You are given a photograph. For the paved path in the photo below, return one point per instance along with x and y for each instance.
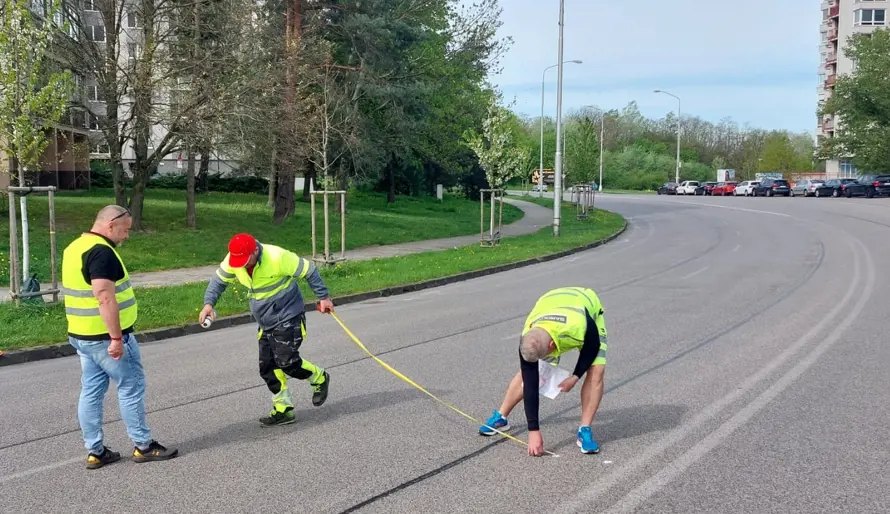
(747, 373)
(535, 217)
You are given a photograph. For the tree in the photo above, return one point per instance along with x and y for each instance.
(861, 102)
(496, 148)
(33, 94)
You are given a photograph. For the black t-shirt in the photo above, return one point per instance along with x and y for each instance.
(101, 262)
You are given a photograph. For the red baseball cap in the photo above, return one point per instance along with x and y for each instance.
(241, 246)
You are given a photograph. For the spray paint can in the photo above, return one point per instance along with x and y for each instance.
(209, 319)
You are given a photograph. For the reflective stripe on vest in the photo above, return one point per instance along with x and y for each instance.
(561, 312)
(81, 307)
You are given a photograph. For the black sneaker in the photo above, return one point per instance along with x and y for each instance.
(155, 451)
(279, 418)
(321, 391)
(107, 457)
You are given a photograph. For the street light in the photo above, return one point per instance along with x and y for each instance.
(541, 164)
(678, 131)
(557, 171)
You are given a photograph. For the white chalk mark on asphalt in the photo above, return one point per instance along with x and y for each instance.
(694, 273)
(41, 469)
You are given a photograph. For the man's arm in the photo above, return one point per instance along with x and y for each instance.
(103, 290)
(218, 284)
(530, 391)
(589, 349)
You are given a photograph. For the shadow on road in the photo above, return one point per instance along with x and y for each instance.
(616, 424)
(307, 415)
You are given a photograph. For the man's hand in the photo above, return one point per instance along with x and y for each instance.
(325, 305)
(116, 349)
(206, 311)
(535, 443)
(567, 384)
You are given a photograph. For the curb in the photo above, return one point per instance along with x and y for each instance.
(57, 350)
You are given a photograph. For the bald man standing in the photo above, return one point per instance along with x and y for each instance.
(100, 307)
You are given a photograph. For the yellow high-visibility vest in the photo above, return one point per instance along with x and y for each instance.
(81, 307)
(561, 312)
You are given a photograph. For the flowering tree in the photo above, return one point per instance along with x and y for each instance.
(498, 148)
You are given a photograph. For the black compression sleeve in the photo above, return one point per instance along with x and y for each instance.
(530, 391)
(590, 348)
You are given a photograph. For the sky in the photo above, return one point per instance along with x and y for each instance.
(755, 61)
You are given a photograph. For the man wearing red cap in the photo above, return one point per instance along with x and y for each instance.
(270, 275)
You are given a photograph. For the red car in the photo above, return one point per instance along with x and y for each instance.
(724, 188)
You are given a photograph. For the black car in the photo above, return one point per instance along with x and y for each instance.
(669, 188)
(772, 187)
(834, 187)
(869, 186)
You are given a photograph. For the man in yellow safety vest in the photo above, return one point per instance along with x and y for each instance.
(101, 310)
(562, 320)
(270, 275)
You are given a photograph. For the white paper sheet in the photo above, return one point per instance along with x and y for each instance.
(549, 378)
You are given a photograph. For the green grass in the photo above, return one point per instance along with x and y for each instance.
(178, 305)
(166, 243)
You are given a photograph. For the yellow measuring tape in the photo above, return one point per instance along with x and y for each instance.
(431, 395)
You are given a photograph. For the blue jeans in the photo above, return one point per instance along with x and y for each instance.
(97, 368)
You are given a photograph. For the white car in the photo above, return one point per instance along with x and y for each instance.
(746, 188)
(687, 187)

————————

The exercise: Copy exactly, and only, the lines from the one containing "You are given a photograph. For the green" through the last line of the listing.

Answer for this exercise:
You are given a photograph. For the green grass in the photo above, return one point per instance along with x and y for each instance.
(178, 305)
(166, 243)
You are given a photograph. For the yellow measuring tape in the photo above, return one point per instance along with x and y for each instance.
(431, 395)
You are given a photograph. For the blue jeans in the photo above, return one point per instance along with x and y for each instance.
(97, 368)
You are given a photograph. For the white car in the photo above, return one point per instance along with x and y for each instance.
(746, 188)
(687, 187)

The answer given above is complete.